■ SUPPLIED TEXT

★ ★ ★ ★ ★ ★ ★

Proper neuronal circuit function depends fundamentally on the balance of neuromodulators, a set of neurotransmitters released widely throughout the brain. Almost every mental disorder, including anxiety and depression, that affect one out of four Europeans, are associated with a neuromodulatory imbalance in specific sub-circuits. Elucidating the role of different neuromodulatory inputs to specific brain regions holds the keys to understanding and treating mood disorders.
The amygdala plays an essential role in the processing of emotional stimuli and salience, ranging from reward to threat and synaptic alterations in this region are critical for learning and emotional processing. Amygdala is innervated by every major neuromodulator, yet surprisingly little is known about the activity of these inputs under physiological conditions and how neuromodulation regulates amygdala circuit activity during different behavioral states and learning.
Here, I propose to study the functional role of neuromodulatory inputs to the amygdala circuitry during learning and decision-making. Towards this goal, I will combine my experience in large-scale electrophysiology with the expertise of the host laboratory in modern genetic tools and neurotechnologies to simultaneously record and manipulate the activity of dopamine, serotonin, norepinephrine and acetylcholine inputs to the amygdala during context-guided decision-making in behaving mice. Using this approach, I aim to characterize the logic of interactions between neuromodulators and its implementation at the level of defined circuits and cell types in the amygdala and to demonstrate the role of this coordination in defining network activity, behavioral state and learning.
The fellowship will contribute to our basic understanding of the interplay between two core brain systems, while it will provide me with a unique opportunity to expand my expertise and establish the foundations of my future career as an independent group leader.

★ ★ ★ ★ ★ ★ ★

■ RECORDS SUPPLIED

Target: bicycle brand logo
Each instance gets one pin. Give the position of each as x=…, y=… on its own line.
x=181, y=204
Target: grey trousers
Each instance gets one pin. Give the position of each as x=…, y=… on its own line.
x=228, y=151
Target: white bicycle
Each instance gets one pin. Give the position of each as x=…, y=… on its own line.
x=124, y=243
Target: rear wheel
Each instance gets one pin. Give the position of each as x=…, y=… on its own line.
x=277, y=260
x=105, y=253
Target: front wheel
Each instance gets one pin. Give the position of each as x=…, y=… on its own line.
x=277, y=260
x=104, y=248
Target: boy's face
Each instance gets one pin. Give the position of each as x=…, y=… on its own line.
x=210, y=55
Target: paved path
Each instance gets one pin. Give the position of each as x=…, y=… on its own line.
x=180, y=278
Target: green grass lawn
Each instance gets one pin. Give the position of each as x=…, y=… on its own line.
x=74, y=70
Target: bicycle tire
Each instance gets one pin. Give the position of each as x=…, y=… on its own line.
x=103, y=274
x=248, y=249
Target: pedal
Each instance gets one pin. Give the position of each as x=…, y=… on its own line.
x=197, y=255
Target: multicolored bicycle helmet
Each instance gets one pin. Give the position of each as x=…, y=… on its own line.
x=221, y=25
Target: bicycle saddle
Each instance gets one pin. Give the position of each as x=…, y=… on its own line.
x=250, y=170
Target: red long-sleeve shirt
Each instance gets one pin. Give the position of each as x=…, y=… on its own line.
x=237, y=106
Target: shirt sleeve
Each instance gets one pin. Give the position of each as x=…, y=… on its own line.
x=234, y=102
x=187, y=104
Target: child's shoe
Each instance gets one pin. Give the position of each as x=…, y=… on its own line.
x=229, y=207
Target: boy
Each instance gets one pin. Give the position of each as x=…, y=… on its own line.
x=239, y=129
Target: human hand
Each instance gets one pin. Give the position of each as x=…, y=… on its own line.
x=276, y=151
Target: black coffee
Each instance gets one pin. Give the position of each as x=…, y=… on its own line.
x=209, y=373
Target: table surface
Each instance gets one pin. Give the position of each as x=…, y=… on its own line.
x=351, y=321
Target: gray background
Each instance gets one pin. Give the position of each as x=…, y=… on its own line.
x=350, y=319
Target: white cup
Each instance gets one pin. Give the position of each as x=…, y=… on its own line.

★ ★ ★ ★ ★ ★ ★

■ TASKS FOR THIS EXERCISE
[1] In the fellowship proposal, which four neuromodulatory inputs to the amygdala does the author plan to record and manipulate?
[2] Copy out the fellowship proposal word for word, everything from "The fellowship will" down to "independent group leader.".

■ COMPLETED EXERCISE
[1] Dopamine, serotonin, norepinephrine and acetylcholine.

[2]
The fellowship will contribute to our basic understanding of the interplay between two core brain systems, while it will provide me with a unique opportunity to expand my expertise and establish the foundations of my future career as an independent group leader.